_Document passage_
--- START ---
Cryonics is based entirely on the hope that future scientific advances will be able to make use of these bodies and severed heads to achieve "life after revival." Nothing close to a proof of concept exists so far. Cryonics advocates like to point out that there's nothing inherently infeasible about the prospect, but at the same time, providers have to be prepared to wait centuries before they achieve their goals.
"It's unlikely that someone preserved today will be revived before around 2100. The technology for uploading a person is really, really hard." — Kenneth Hayworth
Perhaps the most well-known body in cryopreservation is that of baseball player Ted Williams, who died in 2002. His body now hangs in a tank of liquid nitrogen and his head is stored separately in a steel can at Alcor's facility in Arizona. Kim Suozzi, a 23-year-old neuroscience student, also received notoriety after she successfully crowdfunded the fee to have her head stored by Alcor in 2013.
But Alcor and the other companies haven't yet figured out exactly how to turn a cryogenically frozen brain back into a living person. Recently, the Brain Preservation Foundation (BPF) announced a $100,000 prize for the first person who can develop a way to preserve an entire human brain for more than 100 years (something they doubt Alcor is currently able to do). The technique will be tested on both small and large mammals to demonstrate its potential for humans.
As of now, the entry that seems to be closest to winning the prize isn't exactly cryonics, but rather a new brain-banking technique where brains are removed before death and are treated with both a cryoprotective agent and a chemical fixative. Then, they're stored at room temperature.
Kenneth Hayworth, one of BPF's co-founders and a neuroscientist at the Howard Hughes Medical Institute, considers this proof that brain preservation is "technically possible," but he says significant research is needed.
"It's unlikely that someone preserved today will be revived before around 2100. The technology for uploading a person is really, really hard," he told me. "None of these techniques are going to revive someone without really advanced technology."
There's also a legal mandate to wait until someone is dead before freezing their brain, which Haywoth says damages the quality of the brain tissue. He thinks that Alcor and CI have "given up on the idea of society and the medical community accepting cryonics," but he's holding out for changes that will allow people to preserve their brains before they die, as part of a continuum of care offered by healthcare providers everywhere.
--- END ---
_Source data_
--- START ---
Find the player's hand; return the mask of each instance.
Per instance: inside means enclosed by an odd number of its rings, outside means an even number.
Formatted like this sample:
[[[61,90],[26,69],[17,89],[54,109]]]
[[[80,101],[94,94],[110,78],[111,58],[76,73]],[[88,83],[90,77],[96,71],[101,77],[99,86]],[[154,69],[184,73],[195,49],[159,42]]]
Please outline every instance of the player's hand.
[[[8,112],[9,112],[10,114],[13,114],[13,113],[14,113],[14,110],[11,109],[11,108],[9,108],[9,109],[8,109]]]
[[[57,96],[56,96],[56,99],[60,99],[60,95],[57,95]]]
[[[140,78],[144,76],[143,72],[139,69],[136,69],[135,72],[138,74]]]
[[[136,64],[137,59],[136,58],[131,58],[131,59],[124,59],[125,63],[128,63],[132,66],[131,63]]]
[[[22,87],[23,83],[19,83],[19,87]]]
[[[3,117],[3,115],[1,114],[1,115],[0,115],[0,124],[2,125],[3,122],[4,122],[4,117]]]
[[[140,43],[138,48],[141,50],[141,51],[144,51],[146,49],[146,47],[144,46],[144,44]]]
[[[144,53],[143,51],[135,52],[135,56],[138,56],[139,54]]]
--- END ---
_Exercise requirements_
**1.** Extract the part of the cryonics passage starting with "But Alcor and" and going on through "at room temperature.".
**2.** Summarize the cryonics passage in two sentences.

_Answers to each task_
**1.**
But Alcor and the other companies haven't yet figured out exactly how to turn a cryogenically frozen brain back into a living person. Recently, the Brain Preservation Foundation (BPF) announced a $100,000 prize for the first person who can develop a way to preserve an entire human brain for more than 100 years (something they doubt Alcor is currently able to do). The technique will be tested on both small and large mammals to demonstrate its potential for humans.
As of now, the entry that seems to be closest to winning the prize isn't exactly cryonics, but rather a new brain-banking technique where brains are removed before death and are treated with both a cryoprotective agent and a chemical fixative. Then, they're stored at room temperature.

**2.** Cryonics rests on the hope that future science can revive preserved bodies and heads, but no proof of concept exists, and companies such as Alcor have not worked out how to turn a frozen brain back into a living person. The Brain Preservation Foundation has offered a $100,000 prize for preserving a whole human brain for more than 100 years, and its co-founder Kenneth Hayworth says revival before around 2100 is unlikely and hopes for changes that would let people preserve their brains before they die.